======== WORKING DATA ========

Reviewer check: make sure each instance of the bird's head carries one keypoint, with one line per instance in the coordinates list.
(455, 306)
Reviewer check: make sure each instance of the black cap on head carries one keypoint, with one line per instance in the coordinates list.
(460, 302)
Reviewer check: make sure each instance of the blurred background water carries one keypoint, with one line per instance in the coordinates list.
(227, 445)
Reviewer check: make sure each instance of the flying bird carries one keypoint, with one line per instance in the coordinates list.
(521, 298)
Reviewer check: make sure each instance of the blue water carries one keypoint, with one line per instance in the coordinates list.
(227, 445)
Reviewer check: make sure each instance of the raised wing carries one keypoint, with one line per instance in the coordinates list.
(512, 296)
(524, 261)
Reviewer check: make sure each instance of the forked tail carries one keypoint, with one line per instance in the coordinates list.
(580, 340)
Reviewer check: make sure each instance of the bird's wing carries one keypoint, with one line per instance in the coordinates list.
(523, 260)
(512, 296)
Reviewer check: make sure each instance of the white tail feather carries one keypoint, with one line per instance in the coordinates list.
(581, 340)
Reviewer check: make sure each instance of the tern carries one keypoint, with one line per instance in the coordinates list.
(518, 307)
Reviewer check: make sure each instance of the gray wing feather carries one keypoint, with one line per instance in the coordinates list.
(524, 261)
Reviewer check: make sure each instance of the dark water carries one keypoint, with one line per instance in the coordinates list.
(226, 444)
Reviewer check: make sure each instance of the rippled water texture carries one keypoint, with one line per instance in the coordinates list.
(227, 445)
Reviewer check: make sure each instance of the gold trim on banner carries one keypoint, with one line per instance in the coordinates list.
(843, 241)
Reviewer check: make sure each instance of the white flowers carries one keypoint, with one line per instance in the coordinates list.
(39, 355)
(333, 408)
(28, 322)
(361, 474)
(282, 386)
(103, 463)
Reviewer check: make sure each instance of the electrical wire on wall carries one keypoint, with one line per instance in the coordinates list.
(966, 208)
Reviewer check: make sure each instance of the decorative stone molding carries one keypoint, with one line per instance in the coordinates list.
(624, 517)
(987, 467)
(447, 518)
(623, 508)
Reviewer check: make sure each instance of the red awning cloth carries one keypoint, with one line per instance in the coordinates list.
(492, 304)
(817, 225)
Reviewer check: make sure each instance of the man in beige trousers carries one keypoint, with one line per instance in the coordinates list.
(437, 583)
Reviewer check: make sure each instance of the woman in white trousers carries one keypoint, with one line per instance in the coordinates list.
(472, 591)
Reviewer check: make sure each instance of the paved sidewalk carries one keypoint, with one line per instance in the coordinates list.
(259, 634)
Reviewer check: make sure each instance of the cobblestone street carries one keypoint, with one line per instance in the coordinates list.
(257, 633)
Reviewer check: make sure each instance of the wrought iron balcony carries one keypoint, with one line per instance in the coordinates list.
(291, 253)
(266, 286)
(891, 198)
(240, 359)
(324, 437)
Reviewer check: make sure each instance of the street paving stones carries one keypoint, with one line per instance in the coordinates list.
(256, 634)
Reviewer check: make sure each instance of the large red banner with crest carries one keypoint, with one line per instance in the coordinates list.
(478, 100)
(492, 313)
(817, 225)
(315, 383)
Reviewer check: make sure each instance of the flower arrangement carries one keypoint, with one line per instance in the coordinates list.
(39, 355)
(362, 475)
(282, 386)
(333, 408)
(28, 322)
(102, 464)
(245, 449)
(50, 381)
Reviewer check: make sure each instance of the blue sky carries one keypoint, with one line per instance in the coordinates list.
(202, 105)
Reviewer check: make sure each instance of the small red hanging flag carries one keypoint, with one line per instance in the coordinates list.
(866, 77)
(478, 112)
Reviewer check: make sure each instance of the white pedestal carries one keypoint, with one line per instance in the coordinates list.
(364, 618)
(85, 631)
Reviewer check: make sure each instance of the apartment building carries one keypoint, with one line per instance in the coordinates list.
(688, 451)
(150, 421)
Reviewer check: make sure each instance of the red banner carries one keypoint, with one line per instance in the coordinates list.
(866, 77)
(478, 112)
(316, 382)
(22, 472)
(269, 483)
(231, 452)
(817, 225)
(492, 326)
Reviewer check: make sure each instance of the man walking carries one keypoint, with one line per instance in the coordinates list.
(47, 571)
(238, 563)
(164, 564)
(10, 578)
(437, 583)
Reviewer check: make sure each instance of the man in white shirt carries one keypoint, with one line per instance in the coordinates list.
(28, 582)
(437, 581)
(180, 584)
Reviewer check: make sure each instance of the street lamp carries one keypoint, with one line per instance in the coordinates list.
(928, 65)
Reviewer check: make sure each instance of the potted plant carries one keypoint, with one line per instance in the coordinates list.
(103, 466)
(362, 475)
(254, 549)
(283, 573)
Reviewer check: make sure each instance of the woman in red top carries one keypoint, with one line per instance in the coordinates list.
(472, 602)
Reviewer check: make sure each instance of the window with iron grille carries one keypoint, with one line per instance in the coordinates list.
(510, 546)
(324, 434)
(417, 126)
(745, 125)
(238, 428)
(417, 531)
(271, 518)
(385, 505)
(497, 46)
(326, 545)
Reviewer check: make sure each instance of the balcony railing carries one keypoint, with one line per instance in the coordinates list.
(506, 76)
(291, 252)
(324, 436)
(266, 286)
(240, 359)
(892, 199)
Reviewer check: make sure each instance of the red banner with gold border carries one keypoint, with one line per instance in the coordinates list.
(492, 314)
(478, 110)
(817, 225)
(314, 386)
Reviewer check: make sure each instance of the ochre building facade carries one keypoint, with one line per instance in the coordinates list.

========

Write out the data exactly as it stands.

Reviewer check: make sure each instance of the bird's head carries one keypoint, with one line per instance in the coordinates list.
(455, 306)
Reviewer check: make sure each instance of the black cap on head carries one keypoint, with one line per instance in the coordinates list.
(460, 302)
Reviewer check: make sure each instance of the blurred background water carries one keypoint, with one line per instance in the coordinates list.
(227, 445)
Reviewer check: make sure each instance of the flying bird carries one keypoint, with one line per instance in the coordinates list.
(521, 298)
Reviewer check: make sure each instance of the blue water carries one keypoint, with one line per instance in the coordinates list.
(227, 445)
Reviewer check: make sure each instance of the raised wing carries one keypoint, with one line per instance in the coordinates list.
(512, 296)
(524, 261)
Reviewer check: make sure each instance of the forked tail carries one keypoint, with one line per instance in the coordinates list.
(580, 340)
Reviewer check: make sure each instance of the bird's wing carries one keypoint, with one line per instance in the coordinates list.
(523, 260)
(512, 296)
Reviewer check: make sure each instance of the white tail feather carries one keypoint, with one line per instance in the coordinates list.
(581, 340)
Reviewer check: make sure each instance of the tern carries one keypoint, with one line per instance in the coordinates list.
(518, 307)
Reviewer check: make sure each instance of the gray wing feather carries one keypoint, with one line per instance in the coordinates list.
(524, 261)
Reviewer check: make sure each instance of the dark water carries one keypoint, with one line per instance in the coordinates list.
(226, 444)
Reviewer check: make sure each instance of the rippled water texture carries one keypoint, with one line per instance in the coordinates list.
(227, 445)
Reviewer check: make sure each instance of the gold trim on banner carries one keypoint, with one line per instance in the coordinates list.
(843, 241)
Reviewer check: make sure each instance of the white flowers carries one keypoint, with one line per instance in the coordinates list.
(39, 355)
(333, 408)
(28, 322)
(361, 474)
(282, 386)
(103, 463)
Reviewer check: make sure each instance of the electrical wire on wall carries one keypoint, with one line per instance in the coordinates list.
(966, 208)
Reviewer check: make sure each instance of the decorative stone molding carries one keypoint, with one line per instance in the coordinates list.
(624, 517)
(987, 467)
(447, 518)
(623, 508)
Reviewer check: make sure each instance of the red awning cloth carries one keypoint, with one line per instance in the coordinates list.
(492, 304)
(817, 225)
Reviewer check: make sure each instance of the man in beige trousers carries one keypoint, with one line per instance in the coordinates list.
(437, 583)
Reviewer check: make sure each instance of the woman in white trousers carries one keypoint, with one line per instance in the coordinates list.
(472, 591)
Reviewer check: make sure each instance of the paved sidewalk carries one keypoint, with one line per instance in the coordinates list.
(259, 634)
Reviewer check: make sure each instance of the cobblestone street carries one keypoint, with one line per instance in the coordinates list.
(257, 633)
Reviewer check: make sure each instance of the wrought iron balcony carries one keypoint, with one line per instance in the coordinates list.
(291, 253)
(266, 286)
(891, 198)
(240, 359)
(324, 437)
Reviewer check: make sure each instance of the street paving stones carries one keypoint, with one line per instance in the coordinates list.
(256, 634)
Reviewer check: make sure each instance of the large red banner with crest carries one keypoint, with one line per instance in the coordinates list.
(478, 100)
(492, 313)
(817, 225)
(315, 383)
Reviewer check: make sure each instance of the flower arrangement carries one keypoint, with one line per instance in the coordinates list.
(39, 355)
(362, 475)
(282, 386)
(333, 408)
(28, 322)
(102, 464)
(245, 449)
(50, 381)
Reviewer check: make sure each instance of the blue sky carries one keypoint, with one line per instance in the coordinates list.
(202, 105)
Reviewer check: make sure each instance of the small red hanging flag carries one keypoint, with one line per instance in the coordinates list.
(866, 77)
(478, 112)
Reviewer check: make sure each instance of the white pedestal carries one keypoint, with one line per instance in the coordinates list.
(364, 618)
(85, 631)
Reviewer check: make sure each instance of the apartment building carries one keypoint, with one line per instance in the coordinates list.
(688, 451)
(150, 421)
Reviewer check: make sure each instance of the red banner carries one keypoint, with one line per instance in the coordinates list.
(866, 77)
(478, 112)
(316, 382)
(22, 472)
(269, 483)
(231, 452)
(817, 225)
(492, 326)
Reviewer check: make sure each instance of the man walking carries one keypoint, with one line per instance in the coordinates list.
(47, 571)
(238, 563)
(164, 564)
(10, 578)
(437, 583)
Reviewer check: make sure each instance of the man in white shirt carries one keypoint, with one line per instance in the coordinates list.
(28, 582)
(437, 581)
(180, 584)
Reviewer check: make sure each instance of the street lamp carries one keypoint, with one line per instance in the coordinates list.
(928, 65)
Reviewer check: make sure each instance of the potted plant carries one keypoint, with one line per instance in the coordinates list.
(103, 466)
(362, 475)
(254, 549)
(283, 573)
Reviewer check: make sure each instance of the woman in red top carries one keypoint, with one line per instance in the coordinates list.
(472, 602)
Reviewer check: make sure each instance of the window with iron grille carries one keypoint, with one line per instance in the coordinates list.
(510, 546)
(324, 434)
(417, 126)
(745, 125)
(238, 428)
(417, 531)
(271, 518)
(385, 505)
(497, 46)
(326, 545)
Reviewer check: make sure each instance of the balcony railing carries one keypoint, with one line per instance in the coordinates list.
(506, 76)
(291, 252)
(324, 436)
(266, 286)
(240, 359)
(892, 199)
Reviewer check: make sure each instance of the red banner with gold border carries one keypoint, with one line per instance in the coordinates list.
(492, 314)
(478, 110)
(817, 225)
(314, 386)
Reviewer check: make sure each instance of the ochre building facade carries one keypoint, with one line per instance in the coordinates list.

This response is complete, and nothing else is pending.